Perspectives: UVM Should Be Doing More for Survivors of Sexual Violence
February 8, 2021
According to the Rape, Abuse, Incest, National Network (RAINN), sexual violence on college campuses is pervasive.
“Among undergraduate students, 26.4% of females and 6.8% of males experience rape or sexual assault through physical force, violence or incapacitation. And college women, ages 18-24, are also at an elevated risk of sexual violence.”
With data this staggering, one would think that universities would dedicate enough money and resources to the epidemic of sexual violence on college campuses.
As a freshman on campus, newly elected to UVM’s Student Government Association in the Spring of 2019, I was determined to inspire change on this campus and fight to ensure that the UVM Administration did more for survivors of sexual violence.
I naively thought that it would be easy. I thought that UVM administrators would gladly come on board to support my proposals to provide more meaningful support for survivors.
Unfortunately, I was wrong.

#### DATA SHOWN
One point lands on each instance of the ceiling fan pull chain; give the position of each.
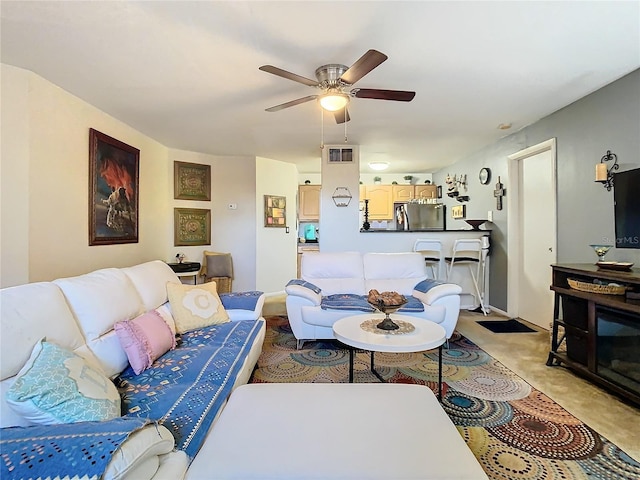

#### TRY IT
Quote, word for word, the portion of the text on sexual violence at UVM that begins with the words containing "Perspectives: UVM Should" and ends with "on college campuses.". The material above stands apart from the text on sexual violence at UVM.

#### WRITTEN ANSWER
Perspectives: UVM Should Be Doing More for Survivors of Sexual Violence
February 8, 2021
According to the Rape, Abuse, Incest, National Network (RAINN), sexual violence on college campuses is pervasive.
“Among undergraduate students, 26.4% of females and 6.8% of males experience rape or sexual assault through physical force, violence or incapacitation. And college women, ages 18-24, are also at an elevated risk of sexual violence.”
With data this staggering, one would think that universities would dedicate enough money and resources to the epidemic of sexual violence on college campuses.